**Problem details:** Go through the lines below one by one and count those holding the string "mirror". Give the count alone.

**Provided material:**
[Start of section]

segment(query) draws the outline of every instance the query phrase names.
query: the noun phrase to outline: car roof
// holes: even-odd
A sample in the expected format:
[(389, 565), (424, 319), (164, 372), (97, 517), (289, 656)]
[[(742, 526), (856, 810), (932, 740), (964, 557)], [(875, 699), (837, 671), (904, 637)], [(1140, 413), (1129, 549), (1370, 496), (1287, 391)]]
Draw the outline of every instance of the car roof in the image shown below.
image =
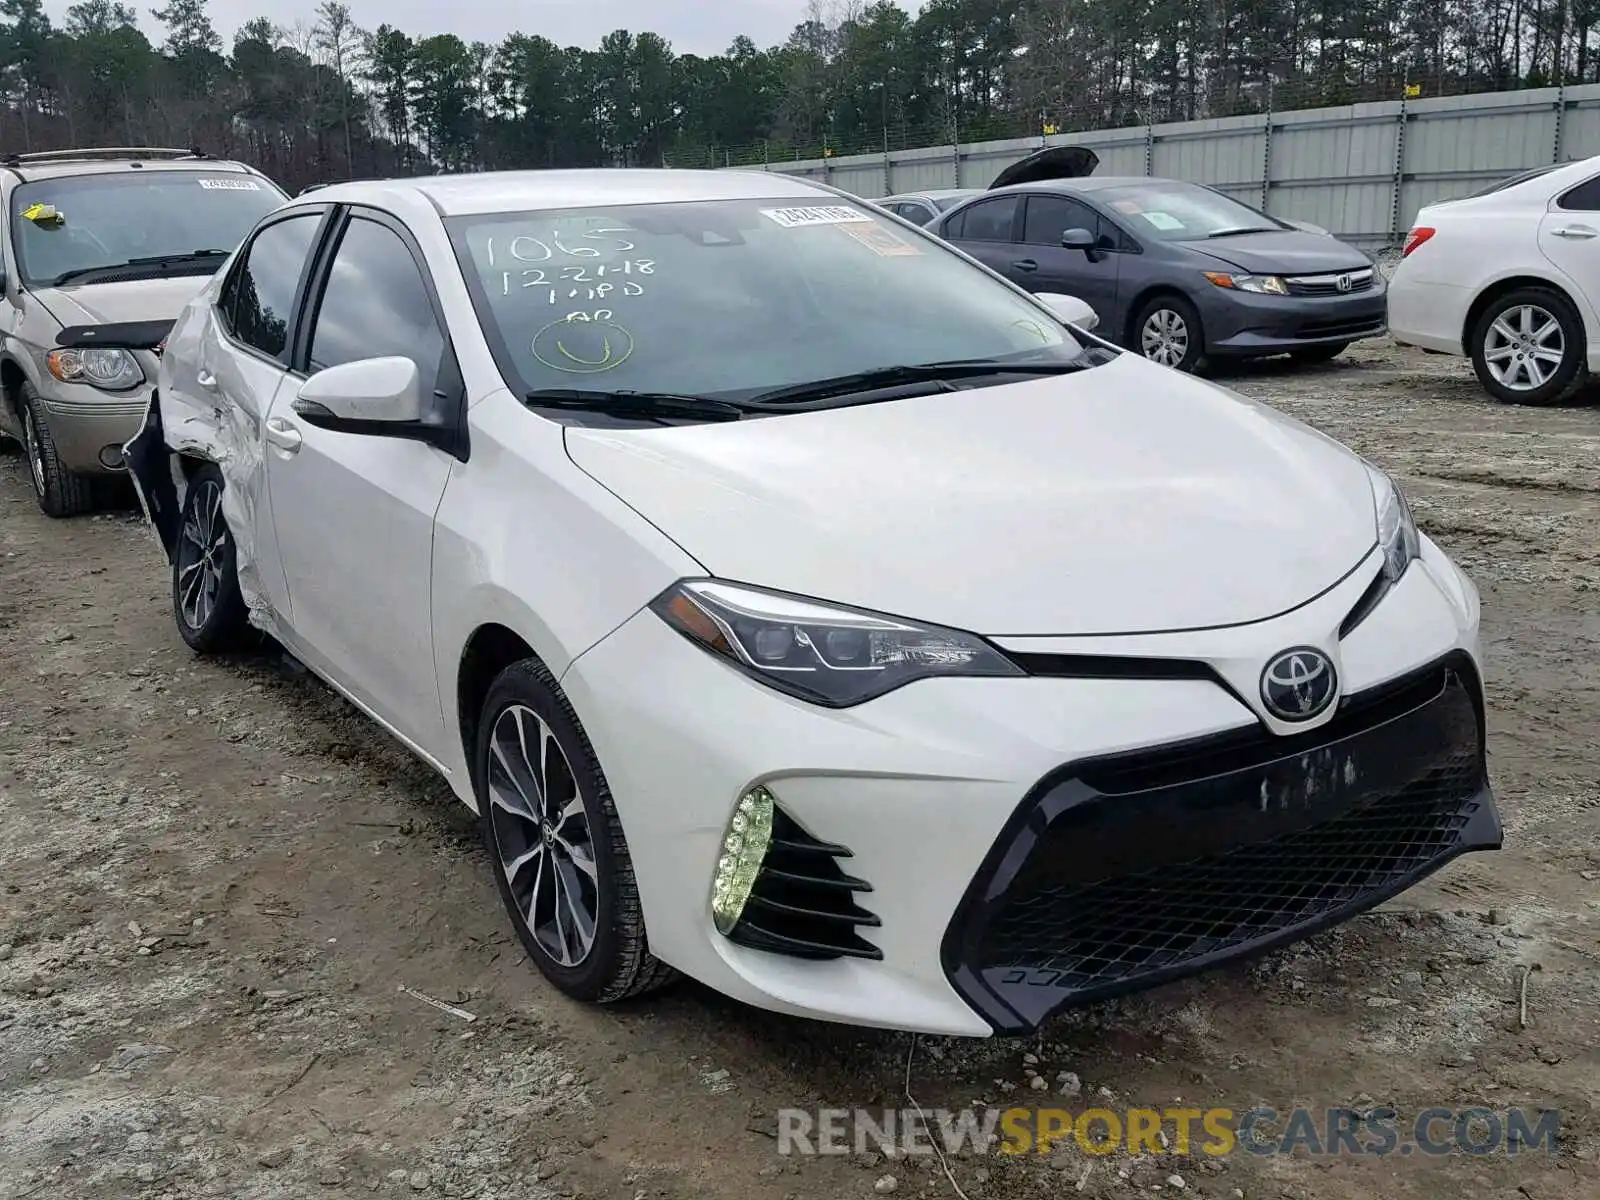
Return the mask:
[(46, 150), (36, 154), (0, 157), (5, 167), (24, 182), (60, 179), (68, 175), (111, 175), (126, 171), (205, 171), (209, 174), (257, 175), (244, 163), (226, 158), (196, 156), (187, 150)]
[(1102, 192), (1108, 188), (1144, 187), (1149, 184), (1176, 183), (1185, 187), (1204, 187), (1182, 179), (1163, 179), (1159, 175), (1083, 175), (1076, 179), (1040, 179), (1031, 183), (1014, 183), (1010, 187), (995, 188), (995, 192), (1021, 191), (1031, 188), (1046, 192)]
[(847, 201), (796, 175), (777, 171), (694, 171), (607, 168), (559, 171), (483, 171), (333, 183), (312, 193), (320, 204), (378, 203), (421, 195), (443, 216), (474, 216), (541, 208), (603, 208), (616, 204), (673, 204), (714, 200)]
[(896, 192), (892, 196), (885, 196), (884, 200), (949, 200), (956, 196), (975, 196), (982, 188), (929, 188), (925, 192)]

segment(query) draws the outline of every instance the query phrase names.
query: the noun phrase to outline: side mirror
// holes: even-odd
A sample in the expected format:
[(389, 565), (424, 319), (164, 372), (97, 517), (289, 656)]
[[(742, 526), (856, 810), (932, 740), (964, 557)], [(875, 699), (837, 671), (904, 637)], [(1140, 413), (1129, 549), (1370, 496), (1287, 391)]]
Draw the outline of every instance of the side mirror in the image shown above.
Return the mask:
[(1301, 233), (1315, 233), (1321, 237), (1332, 237), (1321, 225), (1313, 225), (1310, 221), (1296, 221), (1292, 217), (1279, 218), (1285, 225), (1298, 229)]
[(1061, 235), (1061, 244), (1068, 250), (1082, 250), (1087, 254), (1094, 249), (1094, 234), (1087, 229), (1069, 229)]
[(300, 385), (294, 411), (312, 425), (349, 432), (355, 432), (352, 425), (416, 425), (422, 420), (422, 378), (409, 358), (341, 363)]
[(1088, 330), (1100, 324), (1100, 314), (1076, 296), (1068, 296), (1064, 292), (1035, 292), (1033, 298), (1055, 314), (1056, 320), (1064, 325), (1076, 325), (1079, 329)]

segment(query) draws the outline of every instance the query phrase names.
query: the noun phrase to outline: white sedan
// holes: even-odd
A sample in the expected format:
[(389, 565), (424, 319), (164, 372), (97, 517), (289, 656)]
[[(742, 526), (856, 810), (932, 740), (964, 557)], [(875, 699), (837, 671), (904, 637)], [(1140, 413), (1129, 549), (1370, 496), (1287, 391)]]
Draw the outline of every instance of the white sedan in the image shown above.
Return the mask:
[(129, 461), (185, 640), (438, 770), (561, 991), (1016, 1033), (1501, 840), (1394, 481), (1074, 313), (777, 174), (341, 184)]
[(1509, 404), (1555, 404), (1600, 371), (1600, 157), (1535, 167), (1417, 213), (1389, 333), (1472, 360)]

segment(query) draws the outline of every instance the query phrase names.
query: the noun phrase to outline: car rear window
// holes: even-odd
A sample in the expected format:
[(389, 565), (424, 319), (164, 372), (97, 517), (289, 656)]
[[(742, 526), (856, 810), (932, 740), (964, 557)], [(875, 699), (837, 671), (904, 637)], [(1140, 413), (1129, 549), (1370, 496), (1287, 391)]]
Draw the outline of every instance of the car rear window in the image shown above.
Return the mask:
[[(33, 180), (12, 193), (13, 245), (23, 280), (36, 287), (94, 268), (160, 273), (134, 260), (231, 253), (286, 199), (265, 179), (224, 171), (142, 167)], [(214, 271), (221, 261), (192, 270)]]

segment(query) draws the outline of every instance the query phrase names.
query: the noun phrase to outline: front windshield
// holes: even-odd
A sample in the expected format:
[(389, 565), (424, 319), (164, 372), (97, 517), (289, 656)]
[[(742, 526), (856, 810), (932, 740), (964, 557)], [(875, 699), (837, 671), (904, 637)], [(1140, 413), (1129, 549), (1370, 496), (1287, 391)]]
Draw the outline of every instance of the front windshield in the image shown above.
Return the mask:
[(1026, 296), (864, 202), (719, 200), (448, 224), (501, 369), (525, 391), (738, 399), (886, 367), (1082, 354)]
[(1103, 188), (1094, 195), (1133, 232), (1167, 242), (1284, 228), (1265, 213), (1192, 183), (1153, 180)]
[[(48, 287), (72, 278), (90, 283), (99, 269), (133, 259), (231, 253), (285, 199), (253, 175), (156, 167), (24, 183), (11, 199), (17, 265), (25, 282)], [(211, 256), (190, 269), (214, 271), (221, 262)], [(163, 268), (131, 269), (154, 275)]]

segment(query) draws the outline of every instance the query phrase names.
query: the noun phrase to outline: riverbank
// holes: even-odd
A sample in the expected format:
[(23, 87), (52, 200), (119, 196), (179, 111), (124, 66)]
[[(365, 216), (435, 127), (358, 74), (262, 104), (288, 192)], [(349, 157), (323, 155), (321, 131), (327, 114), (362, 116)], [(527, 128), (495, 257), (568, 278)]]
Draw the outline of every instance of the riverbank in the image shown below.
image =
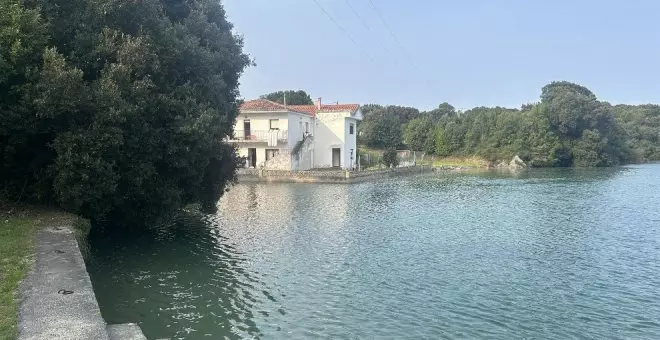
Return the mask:
[(0, 222), (0, 339), (144, 339), (101, 316), (83, 260), (87, 220), (2, 201)]
[(0, 339), (18, 335), (21, 281), (35, 261), (37, 234), (46, 225), (71, 224), (84, 230), (84, 221), (54, 209), (0, 201)]
[(239, 182), (279, 182), (279, 183), (338, 183), (351, 184), (392, 176), (430, 173), (435, 168), (427, 165), (399, 167), (393, 169), (348, 171), (343, 169), (312, 169), (304, 171), (239, 169)]

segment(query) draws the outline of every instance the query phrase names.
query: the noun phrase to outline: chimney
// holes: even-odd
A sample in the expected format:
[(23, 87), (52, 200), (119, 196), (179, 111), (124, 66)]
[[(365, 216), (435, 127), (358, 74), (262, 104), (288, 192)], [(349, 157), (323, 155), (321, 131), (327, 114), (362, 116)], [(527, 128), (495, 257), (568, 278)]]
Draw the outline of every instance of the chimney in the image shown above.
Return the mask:
[(316, 109), (320, 110), (321, 109), (321, 97), (316, 101)]

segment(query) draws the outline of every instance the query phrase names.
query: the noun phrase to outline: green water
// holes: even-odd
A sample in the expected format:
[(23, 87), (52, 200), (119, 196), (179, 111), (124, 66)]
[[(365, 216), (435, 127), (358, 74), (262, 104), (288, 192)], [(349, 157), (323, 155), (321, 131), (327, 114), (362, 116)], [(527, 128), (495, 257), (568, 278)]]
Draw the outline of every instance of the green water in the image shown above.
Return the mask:
[(91, 236), (103, 316), (150, 339), (660, 339), (660, 165), (242, 184)]

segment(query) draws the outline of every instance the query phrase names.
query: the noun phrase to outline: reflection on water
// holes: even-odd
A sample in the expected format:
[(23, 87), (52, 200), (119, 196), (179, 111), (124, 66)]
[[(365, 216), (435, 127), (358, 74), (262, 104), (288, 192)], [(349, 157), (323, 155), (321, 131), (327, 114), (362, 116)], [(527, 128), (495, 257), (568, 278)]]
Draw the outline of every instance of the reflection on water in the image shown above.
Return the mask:
[(149, 338), (660, 338), (660, 166), (241, 184), (90, 239)]
[(277, 300), (245, 255), (209, 225), (182, 214), (128, 237), (92, 234), (88, 268), (106, 321), (139, 320), (149, 338), (261, 335), (254, 313), (266, 312), (257, 306)]

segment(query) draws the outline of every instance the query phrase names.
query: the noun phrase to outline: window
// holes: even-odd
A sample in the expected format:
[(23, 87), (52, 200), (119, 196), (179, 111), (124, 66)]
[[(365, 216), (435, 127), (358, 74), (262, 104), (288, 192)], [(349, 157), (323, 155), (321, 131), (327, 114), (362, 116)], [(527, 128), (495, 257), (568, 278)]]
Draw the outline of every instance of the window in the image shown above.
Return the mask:
[(348, 133), (352, 135), (354, 129), (355, 129), (355, 125), (353, 125), (353, 123), (351, 123), (351, 125), (348, 126)]
[(309, 133), (309, 122), (305, 122), (305, 133)]
[(269, 160), (269, 159), (277, 156), (277, 154), (279, 152), (280, 152), (280, 150), (278, 150), (278, 149), (266, 149), (266, 160)]
[(279, 130), (280, 129), (280, 120), (279, 119), (269, 119), (268, 123), (270, 124), (270, 129), (271, 130)]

[End of section]

**Completed exercise:** 2